Segment Start: PASSAGE
“Are Censures of Politicians a Form of Free Speech or a Threat to It?”

Adam Liptak in the NYT:

Last summer, the City Council in River Falls, Wis., censured a member for calling an opponent of wearing masks during the coronavirus pandemic “a rancid tub of ignorant contagion.”

A few days later and a hundred miles away, the City Council in St. Cloud, Minn., censured one of its own for saying mask mandates were like requiring that “Covid-positive people wear some sort of identification badge, maybe like a bright yellow star.”

Censures, which are formal reprimands and a kind of punishment, seem to be on the rise in these divisive times. The Supreme Court will hear arguments this fall on whether the First Amendment has anything to say about when elected bodies can impose them on their members.

The justices will have to decide whether censures condemning politicians’ statements are a threat to free speech that chills expression or a form of free speech responding to one set of views with another.

The case before the justices was brought by David Wilson, a former elected trustee of the Houston Community College System and an energetic critic of its work. In addition to airing his concerns in interviews and on a website, Mr. Wilson sued the system’s board, orchestrated robocalls and hired private investigators to look into whether another trustee had lied about where she lived.

He was, a federal appeals court judge wrote in a dissent, a “gadfly legislator.”
Segment End: PASSAGE
Copy the part of the article on censures that begins at the words "Censures, which are" and ends after "views with another.", switching "Supreme Court" to "high court". The material that comes next has no connection to the article on censures.
Segment Start: DATA EXTRACTS
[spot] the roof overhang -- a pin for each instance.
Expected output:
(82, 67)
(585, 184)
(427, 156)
Segment End: DATA EXTRACTS
Segment Start: DATA EXTRACTS
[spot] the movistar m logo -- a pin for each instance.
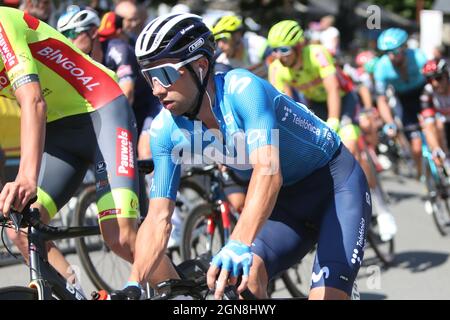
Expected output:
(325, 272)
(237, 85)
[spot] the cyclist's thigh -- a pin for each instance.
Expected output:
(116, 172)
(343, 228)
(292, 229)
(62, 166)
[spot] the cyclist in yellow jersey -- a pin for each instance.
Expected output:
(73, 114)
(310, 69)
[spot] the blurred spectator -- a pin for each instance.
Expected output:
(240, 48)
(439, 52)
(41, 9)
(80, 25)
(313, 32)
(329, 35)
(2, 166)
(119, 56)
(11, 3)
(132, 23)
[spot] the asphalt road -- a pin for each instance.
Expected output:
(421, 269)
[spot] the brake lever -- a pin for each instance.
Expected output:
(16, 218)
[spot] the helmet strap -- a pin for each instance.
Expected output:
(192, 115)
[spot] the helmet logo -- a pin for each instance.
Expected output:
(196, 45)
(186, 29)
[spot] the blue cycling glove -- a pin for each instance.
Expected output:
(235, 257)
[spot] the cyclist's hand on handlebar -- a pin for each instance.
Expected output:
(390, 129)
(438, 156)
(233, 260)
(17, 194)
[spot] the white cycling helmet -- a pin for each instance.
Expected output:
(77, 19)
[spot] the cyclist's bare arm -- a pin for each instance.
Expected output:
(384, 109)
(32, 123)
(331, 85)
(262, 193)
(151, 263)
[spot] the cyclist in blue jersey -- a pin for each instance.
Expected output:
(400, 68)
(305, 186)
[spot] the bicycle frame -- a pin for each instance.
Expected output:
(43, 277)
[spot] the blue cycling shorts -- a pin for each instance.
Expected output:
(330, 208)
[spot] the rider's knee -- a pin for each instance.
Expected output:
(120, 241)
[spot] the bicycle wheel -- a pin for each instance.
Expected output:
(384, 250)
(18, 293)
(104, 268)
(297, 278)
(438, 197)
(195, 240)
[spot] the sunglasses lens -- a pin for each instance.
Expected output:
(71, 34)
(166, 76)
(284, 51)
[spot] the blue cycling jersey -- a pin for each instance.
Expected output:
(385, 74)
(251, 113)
Segment End: DATA EXTRACTS
Segment Start: DATA EXTRACTS
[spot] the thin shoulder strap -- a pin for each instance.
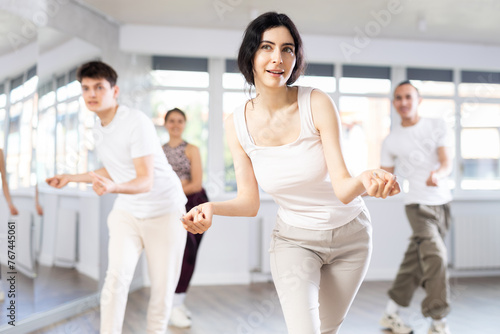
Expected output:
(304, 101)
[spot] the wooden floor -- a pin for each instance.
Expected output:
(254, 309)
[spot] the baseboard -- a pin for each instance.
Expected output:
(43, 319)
Segment End: DATA EXTRACTS
§ **THE COMPLETED TASK**
Censures, which are formal reprimands and a kind of punishment, seem to be on the rise in these divisive times. The high court will hear arguments this fall on whether the First Amendment has anything to say about when elected bodies can impose them on their members.

The justices will have to decide whether censures condemning politicians’ statements are a threat to free speech that chills expression or a form of free speech responding to one set of views with another.